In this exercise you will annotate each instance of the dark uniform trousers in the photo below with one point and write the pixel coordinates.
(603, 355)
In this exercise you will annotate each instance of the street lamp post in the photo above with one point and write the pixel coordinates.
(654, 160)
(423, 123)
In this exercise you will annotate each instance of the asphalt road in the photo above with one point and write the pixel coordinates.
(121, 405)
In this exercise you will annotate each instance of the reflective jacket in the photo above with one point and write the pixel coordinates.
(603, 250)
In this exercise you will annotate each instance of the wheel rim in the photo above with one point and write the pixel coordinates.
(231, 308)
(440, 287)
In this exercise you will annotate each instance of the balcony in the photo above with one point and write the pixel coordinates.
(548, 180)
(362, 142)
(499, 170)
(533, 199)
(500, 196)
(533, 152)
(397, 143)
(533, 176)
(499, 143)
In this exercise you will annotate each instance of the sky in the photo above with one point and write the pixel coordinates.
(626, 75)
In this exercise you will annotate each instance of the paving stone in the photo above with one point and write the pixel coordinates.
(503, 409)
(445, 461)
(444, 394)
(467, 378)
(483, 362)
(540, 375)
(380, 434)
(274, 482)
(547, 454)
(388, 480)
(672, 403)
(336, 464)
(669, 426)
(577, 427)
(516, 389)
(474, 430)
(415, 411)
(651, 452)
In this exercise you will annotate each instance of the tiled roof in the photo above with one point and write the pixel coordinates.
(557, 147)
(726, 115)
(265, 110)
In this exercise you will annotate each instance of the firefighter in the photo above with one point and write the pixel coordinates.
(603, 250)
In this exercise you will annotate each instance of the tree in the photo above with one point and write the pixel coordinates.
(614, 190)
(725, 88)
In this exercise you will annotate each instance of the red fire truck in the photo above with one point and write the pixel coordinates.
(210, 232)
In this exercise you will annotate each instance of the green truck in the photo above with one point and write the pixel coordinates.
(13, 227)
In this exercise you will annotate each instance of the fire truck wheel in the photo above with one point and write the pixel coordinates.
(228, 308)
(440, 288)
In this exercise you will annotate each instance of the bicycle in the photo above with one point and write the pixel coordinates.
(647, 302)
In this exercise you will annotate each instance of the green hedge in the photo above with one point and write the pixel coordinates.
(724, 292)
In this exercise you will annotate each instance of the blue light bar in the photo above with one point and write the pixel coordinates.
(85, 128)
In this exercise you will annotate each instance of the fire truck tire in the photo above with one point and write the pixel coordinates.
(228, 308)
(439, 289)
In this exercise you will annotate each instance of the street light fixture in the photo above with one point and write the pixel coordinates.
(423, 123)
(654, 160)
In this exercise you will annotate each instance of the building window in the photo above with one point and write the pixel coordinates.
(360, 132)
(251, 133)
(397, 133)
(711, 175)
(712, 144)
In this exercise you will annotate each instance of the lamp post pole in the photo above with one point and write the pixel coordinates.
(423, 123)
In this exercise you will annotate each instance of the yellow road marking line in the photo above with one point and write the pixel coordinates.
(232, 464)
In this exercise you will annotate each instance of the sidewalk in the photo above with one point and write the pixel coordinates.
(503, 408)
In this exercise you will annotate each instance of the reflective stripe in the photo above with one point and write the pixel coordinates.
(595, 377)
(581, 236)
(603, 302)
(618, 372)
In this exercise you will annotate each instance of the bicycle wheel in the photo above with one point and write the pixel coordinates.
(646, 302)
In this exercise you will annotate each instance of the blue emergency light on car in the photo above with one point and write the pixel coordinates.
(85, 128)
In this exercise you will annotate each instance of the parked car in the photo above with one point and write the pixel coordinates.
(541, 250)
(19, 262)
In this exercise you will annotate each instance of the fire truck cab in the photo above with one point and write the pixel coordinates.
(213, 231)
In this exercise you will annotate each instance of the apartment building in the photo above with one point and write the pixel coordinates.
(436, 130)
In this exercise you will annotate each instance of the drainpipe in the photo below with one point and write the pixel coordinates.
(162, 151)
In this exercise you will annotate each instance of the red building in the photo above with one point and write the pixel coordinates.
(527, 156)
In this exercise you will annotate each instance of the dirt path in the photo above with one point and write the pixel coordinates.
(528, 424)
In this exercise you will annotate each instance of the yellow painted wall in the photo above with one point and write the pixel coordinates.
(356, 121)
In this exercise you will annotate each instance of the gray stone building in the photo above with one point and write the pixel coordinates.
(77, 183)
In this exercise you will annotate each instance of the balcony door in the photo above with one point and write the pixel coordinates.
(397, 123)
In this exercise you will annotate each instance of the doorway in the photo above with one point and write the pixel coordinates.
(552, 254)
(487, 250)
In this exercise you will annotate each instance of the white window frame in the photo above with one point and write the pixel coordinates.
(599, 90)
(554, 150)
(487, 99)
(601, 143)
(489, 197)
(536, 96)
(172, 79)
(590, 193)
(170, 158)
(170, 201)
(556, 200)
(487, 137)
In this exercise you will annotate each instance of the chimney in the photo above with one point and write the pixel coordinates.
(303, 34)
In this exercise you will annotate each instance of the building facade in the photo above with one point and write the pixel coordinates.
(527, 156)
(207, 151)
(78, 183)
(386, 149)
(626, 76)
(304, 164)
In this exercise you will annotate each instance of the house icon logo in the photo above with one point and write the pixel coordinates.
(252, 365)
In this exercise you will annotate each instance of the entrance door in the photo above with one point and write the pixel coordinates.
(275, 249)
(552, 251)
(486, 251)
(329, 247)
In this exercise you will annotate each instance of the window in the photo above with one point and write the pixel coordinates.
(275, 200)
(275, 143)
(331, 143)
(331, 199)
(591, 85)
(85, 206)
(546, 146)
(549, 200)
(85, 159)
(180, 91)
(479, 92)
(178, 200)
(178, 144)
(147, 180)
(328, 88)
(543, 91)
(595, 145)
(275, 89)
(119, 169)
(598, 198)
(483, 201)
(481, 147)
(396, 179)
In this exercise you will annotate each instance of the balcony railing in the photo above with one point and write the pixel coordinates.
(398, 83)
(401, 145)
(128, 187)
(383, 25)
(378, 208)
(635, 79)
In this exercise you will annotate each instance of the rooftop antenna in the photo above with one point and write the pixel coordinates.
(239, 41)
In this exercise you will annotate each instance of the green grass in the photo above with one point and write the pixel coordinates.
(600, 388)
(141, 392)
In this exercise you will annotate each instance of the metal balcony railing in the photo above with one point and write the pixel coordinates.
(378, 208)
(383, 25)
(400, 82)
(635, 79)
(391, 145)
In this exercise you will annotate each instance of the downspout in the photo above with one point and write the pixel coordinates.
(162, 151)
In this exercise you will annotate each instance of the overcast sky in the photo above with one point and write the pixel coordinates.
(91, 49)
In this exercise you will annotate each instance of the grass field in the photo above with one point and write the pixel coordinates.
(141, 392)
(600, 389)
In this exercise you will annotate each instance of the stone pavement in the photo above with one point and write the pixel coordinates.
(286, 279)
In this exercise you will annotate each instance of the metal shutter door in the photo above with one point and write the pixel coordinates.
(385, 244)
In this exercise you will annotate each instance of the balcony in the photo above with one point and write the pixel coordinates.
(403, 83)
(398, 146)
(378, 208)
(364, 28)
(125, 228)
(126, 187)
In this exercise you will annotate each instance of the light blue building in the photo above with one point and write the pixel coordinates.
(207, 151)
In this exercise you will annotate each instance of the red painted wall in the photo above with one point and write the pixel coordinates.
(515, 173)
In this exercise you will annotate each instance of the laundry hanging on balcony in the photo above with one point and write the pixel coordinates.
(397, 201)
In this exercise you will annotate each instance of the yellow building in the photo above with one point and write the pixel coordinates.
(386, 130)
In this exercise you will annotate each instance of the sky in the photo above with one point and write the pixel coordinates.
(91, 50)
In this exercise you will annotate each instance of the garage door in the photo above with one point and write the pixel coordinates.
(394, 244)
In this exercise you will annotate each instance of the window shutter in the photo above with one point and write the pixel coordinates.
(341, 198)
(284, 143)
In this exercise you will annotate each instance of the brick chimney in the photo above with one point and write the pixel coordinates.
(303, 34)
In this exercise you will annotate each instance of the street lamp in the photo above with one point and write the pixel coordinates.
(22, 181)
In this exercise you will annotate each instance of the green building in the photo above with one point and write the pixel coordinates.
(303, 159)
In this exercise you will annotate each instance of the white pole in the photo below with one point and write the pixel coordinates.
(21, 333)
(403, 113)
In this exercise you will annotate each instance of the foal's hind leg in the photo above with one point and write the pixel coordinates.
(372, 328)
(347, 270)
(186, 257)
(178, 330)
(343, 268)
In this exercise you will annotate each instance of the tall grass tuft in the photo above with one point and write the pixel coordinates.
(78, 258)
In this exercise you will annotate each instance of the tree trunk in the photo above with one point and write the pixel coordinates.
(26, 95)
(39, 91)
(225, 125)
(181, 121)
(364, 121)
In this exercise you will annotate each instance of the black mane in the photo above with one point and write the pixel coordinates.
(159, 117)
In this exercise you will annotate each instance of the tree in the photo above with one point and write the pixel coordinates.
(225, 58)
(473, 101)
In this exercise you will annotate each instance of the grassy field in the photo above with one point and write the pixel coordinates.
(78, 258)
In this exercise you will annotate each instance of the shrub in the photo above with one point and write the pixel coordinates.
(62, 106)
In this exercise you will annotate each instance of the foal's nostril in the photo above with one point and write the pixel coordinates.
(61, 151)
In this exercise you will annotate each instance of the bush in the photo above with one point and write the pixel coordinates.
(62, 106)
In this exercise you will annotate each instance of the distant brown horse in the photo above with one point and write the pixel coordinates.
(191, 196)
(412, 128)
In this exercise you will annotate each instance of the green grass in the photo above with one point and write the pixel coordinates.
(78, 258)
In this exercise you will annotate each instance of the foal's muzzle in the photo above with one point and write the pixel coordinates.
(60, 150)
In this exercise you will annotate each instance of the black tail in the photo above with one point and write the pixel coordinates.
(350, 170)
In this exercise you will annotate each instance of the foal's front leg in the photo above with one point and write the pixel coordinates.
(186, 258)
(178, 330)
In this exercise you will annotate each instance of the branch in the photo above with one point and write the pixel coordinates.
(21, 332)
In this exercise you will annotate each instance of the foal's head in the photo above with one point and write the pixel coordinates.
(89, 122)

┄┄┄┄┄┄┄┄┄┄

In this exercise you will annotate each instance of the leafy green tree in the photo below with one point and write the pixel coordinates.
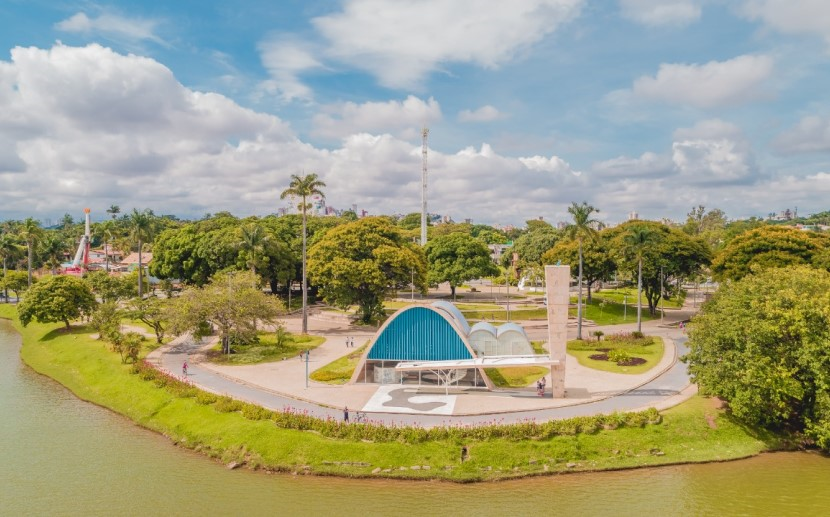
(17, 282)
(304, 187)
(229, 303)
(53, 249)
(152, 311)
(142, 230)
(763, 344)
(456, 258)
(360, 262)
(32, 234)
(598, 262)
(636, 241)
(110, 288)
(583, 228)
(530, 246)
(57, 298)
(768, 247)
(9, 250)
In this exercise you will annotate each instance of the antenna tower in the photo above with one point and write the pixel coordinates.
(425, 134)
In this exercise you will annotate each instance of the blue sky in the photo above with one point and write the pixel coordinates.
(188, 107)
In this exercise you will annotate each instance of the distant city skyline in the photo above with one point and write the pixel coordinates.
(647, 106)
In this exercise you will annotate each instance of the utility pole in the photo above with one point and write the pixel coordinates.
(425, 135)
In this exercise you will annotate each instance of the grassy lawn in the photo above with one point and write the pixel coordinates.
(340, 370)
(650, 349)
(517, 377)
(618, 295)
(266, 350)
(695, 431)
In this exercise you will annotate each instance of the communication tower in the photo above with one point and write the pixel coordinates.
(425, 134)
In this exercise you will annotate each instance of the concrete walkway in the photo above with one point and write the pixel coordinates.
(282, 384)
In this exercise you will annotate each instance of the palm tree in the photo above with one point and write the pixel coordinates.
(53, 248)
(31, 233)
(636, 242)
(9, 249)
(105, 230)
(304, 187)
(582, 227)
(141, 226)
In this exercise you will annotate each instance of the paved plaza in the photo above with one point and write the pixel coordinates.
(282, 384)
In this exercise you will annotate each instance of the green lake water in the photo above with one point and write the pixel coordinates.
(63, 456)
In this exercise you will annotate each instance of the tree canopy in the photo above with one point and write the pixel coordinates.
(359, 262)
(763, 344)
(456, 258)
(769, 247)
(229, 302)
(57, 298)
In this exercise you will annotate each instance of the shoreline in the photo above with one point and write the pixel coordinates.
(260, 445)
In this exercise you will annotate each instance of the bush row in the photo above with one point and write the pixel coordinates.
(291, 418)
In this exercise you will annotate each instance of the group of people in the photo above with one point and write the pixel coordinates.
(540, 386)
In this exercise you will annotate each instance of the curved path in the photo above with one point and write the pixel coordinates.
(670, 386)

┄┄┄┄┄┄┄┄┄┄

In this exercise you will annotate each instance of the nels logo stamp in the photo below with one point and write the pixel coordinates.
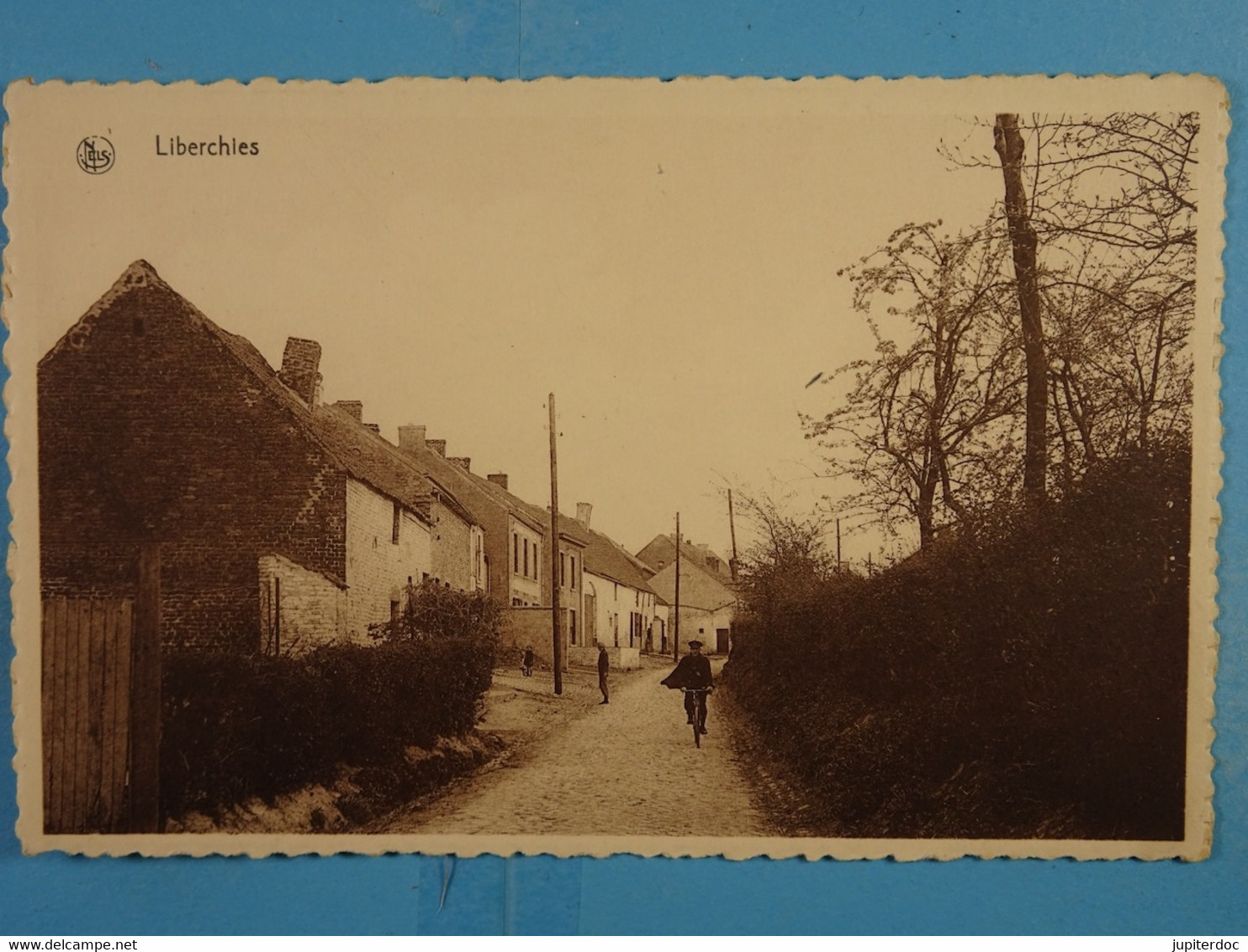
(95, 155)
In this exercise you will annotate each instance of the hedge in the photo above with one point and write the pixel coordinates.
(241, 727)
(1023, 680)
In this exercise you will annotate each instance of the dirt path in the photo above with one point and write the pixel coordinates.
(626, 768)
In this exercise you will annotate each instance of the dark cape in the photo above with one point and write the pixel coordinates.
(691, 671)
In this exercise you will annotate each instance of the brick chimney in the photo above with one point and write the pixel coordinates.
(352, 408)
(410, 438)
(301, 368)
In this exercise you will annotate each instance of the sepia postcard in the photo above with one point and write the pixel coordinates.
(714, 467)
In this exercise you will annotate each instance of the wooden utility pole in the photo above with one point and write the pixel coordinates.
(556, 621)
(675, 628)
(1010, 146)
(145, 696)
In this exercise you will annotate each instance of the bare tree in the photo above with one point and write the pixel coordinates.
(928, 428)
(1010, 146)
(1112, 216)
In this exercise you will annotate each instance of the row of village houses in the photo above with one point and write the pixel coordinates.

┄┄┄┄┄┄┄┄┄┄

Problem statement: Which lines in the records above contain the string "reflective"? Return each of those lines in full, matching case exactly.

Solution to this exercise:
In this exercise you will annotate each instance of the reflective jacket in the photo above with one point and write the pixel coordinates.
In this exercise you will annotate each instance of the reflective stripe in the photo above with one point and write the pixel coordinates.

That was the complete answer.